# Passage provided:
*** Block opens ***

Imagine if you could check the water balance in your catchment as easily as logging onto your bank account to check your finances?

A project being driven by University of Southern Queensland Senior Research Fellow Dr Afshin Ghahramani is turning this scenario into reality and making it possible to share the information to benefit everyone.

“HowLeaky is like a transaction account, it shows how much water goes into and leaves your catchment or paddock, but it can also show sediment and nutrient and leaching from areas”
Dr Ghahramani
Senior Research Fellow (Agricultural Systems Modelling)
The platform means vital work in areas like reef water quality, soil moisture levels and herbicide residue in soils can all be modelled by accessing HowLeaky’s base level data, saving time and money.

In addition to growing the way water and other aspects can be tracked through computer modelling, HowLeaky is an open-source digital platform that accesses and shares extensive datasets, that until now were generally expensive or difficult to access.

“We have converted HowLeaky from a desktop version to a cloud-based open science platform which means it’s the start of a worldwide community where researchers don’t have to start from scratch, they can access source codes and model parameters and contribute to the model development,” he said.

Further work and research by the scientific community will contribute to the collective knowledge and data being amassed in HowLeaky, therefore, growing the modelling community and compounding its usefulness.

“HowLeaky helps people to access the knowledge and data sets that required significant effort or expense to access. Now when researchers use our model and share the information, everyone can access, reproduce, do more. More researchers can then repeat the work and more knowledge can be developed by the scientific community to benefit agricultural and environmental systems” he said.

However, the platform is not only for researchers; commercial operators wanting to develop technology or applications that would be useful to growers or producers can access the data to make products with the potential to transform how landholders make decisions on managing water and soil.

The project commenced in 2017 as a partnership between UniSQ and The Queensland Government’s departments of Environment and Science, and Resources and external collaborators. 

Creating HowLeaky

To create HowLeaky the team at UnSQ took a Queensland Government software package which was originally developed in the 1990s called PERFECT and redesigned it into an open-source water balance and water quality modelling platform. HowLeaky is a water balance model, built on the data with sub-models that factor in plant dynamics, soil erosion, Nitrate, phosphorus and pesticide to simulate the quality of the water leaving agricultural systems at the paddock or field scale.

*** Block closes ***

# Task to complete:
Write out the stretch of the HowLeaky article from "Dr Ghahramani" through "time and money.", replacing "herbicide" with "weedkiller". The rows that follow come from a different source than the HowLeaky article.

# Record extracts:
*** Block opens ***

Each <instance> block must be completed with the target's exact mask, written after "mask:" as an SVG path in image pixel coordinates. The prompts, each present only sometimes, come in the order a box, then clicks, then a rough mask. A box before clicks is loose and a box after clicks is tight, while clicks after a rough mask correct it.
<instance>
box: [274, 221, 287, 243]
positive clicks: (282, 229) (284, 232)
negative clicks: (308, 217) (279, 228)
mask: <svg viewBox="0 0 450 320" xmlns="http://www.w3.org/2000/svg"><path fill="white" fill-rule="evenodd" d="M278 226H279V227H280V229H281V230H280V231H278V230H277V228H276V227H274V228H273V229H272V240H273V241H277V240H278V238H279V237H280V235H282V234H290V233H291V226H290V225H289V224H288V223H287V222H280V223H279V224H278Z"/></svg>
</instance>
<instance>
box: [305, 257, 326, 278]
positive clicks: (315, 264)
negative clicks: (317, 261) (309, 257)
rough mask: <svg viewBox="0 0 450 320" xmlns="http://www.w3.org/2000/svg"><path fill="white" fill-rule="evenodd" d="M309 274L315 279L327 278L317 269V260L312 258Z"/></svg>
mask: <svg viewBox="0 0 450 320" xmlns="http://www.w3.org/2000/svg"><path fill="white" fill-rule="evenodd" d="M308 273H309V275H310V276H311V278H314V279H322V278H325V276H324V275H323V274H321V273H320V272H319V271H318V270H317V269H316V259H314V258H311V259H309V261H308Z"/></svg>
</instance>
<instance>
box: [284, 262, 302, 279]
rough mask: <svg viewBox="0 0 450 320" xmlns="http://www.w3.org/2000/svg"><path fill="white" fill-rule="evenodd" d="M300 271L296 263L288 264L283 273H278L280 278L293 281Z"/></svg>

*** Block closes ***

# Output for this exercise:
Dr Ghahramani
Senior Research Fellow (Agricultural Systems Modelling)
The platform means vital work in areas like reef water quality, soil moisture levels and weedkiller residue in soils can all be modelled by accessing HowLeaky’s base level data, saving time and money.